▸ TEXTE DE LECTURE
★ ★ ★ ★ ★

La communauté internationale oublie vite les engagements pris. La pandémie de Covid-19 a fait déferler de nouvelles priorités. Mais à Gavroche, nous avons de la mémoire grâce à la vigilance de nos experts. Alors que se tient cette semaine l’Assemblée générale des Nations unies, le Dr Ioan Voicu, ancien ambassadeur de Roumanie en Thaïlande, vient de rejoindre notre équipe de chroniqueurs. Il est professeur invité à l’université de l’Assomption de Bangkok. Son premier article remet en perspective le rôle diplomatique de la France.
Une chronique diplomatique de Ioan Voicu, professeur invité de l’Université de l’Assomption à Bangkok.
Le 12 décembre 2019, la France, au nom des sept membres de l’Initiative pour la politique étrangère et la santé mondiale – Afrique du Sud, Brésil, France, Indonésie, Norvège, Sénégal et Thaïlande a présenté à la plénière de l’Assemblée générale des Nations Unies (AGNU) le projet de résolution intitulé “Santé mondiale et politique étrangère: une approche inclusive pour renforcer les systèmes de santé”. Plusieurs paragraphes du projet ont été approuvés par vote, tandis que la résolution dans son ensemble a été adoptée par consensus par 193 membres de l’organisation mondiale.
Il n’y a pas eu de référence au COVID-19 dans toutes les délibérations diplomatiques sur la résolution de 2019 ci-dessus, en dépit du fait que, comme annoncé par la BBC, le 1er décembre 2019, le premier début de symptômes de ce virus a été observé, selon le Lancet medical journal.
Que s’est-il passé entre-temps ?

★ ★ ★ ★ ★

▸ DONNÉES AFFICHÉES
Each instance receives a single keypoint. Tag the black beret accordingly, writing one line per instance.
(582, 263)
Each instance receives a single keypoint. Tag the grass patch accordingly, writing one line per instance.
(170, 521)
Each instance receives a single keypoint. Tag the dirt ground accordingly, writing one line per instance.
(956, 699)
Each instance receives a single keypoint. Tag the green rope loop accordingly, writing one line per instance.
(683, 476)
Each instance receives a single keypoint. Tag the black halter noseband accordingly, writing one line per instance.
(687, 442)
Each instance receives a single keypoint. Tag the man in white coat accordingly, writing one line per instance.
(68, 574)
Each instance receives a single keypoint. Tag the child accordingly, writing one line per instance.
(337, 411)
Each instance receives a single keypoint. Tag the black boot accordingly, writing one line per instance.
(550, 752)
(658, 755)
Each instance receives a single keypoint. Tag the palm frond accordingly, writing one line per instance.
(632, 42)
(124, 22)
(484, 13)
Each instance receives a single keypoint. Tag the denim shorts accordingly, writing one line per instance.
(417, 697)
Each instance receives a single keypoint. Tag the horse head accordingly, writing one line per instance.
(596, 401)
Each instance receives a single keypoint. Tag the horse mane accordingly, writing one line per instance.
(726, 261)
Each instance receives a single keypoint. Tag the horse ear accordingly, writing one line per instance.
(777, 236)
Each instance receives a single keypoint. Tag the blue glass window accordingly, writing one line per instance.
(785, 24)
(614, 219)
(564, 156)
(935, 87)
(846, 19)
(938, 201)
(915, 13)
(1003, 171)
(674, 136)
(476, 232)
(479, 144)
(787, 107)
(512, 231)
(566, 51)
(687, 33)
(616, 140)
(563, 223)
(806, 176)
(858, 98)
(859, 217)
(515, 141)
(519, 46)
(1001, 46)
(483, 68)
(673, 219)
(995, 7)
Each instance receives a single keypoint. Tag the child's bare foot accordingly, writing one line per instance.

★ ★ ★ ★ ★

▸ CONSIGNES
1 - Selon le texte de lecture, à quoi Gavroche doit-il de garder la mémoire des engagements pris par la communauté internationale ?
2 - Reproduisez, dans le texte de lecture, tout ce qui va de « Une chronique diplomatique » jusqu'à « de l’organisation mondiale. ».

▸ RÉSULTATS DE L'EXERCICE
1 - Gavroche garde la mémoire des engagements pris grâce à la vigilance de ses experts.

2 -
Une chronique diplomatique de Ioan Voicu, professeur invité de l’Université de l’Assomption à Bangkok.
Le 12 décembre 2019, la France, au nom des sept membres de l’Initiative pour la politique étrangère et la santé mondiale – Afrique du Sud, Brésil, France, Indonésie, Norvège, Sénégal et Thaïlande a présenté à la plénière de l’Assemblée générale des Nations Unies (AGNU) le projet de résolution intitulé “Santé mondiale et politique étrangère: une approche inclusive pour renforcer les systèmes de santé”. Plusieurs paragraphes du projet ont été approuvés par vote, tandis que la résolution dans son ensemble a été adoptée par consensus par 193 membres de l’organisation mondiale.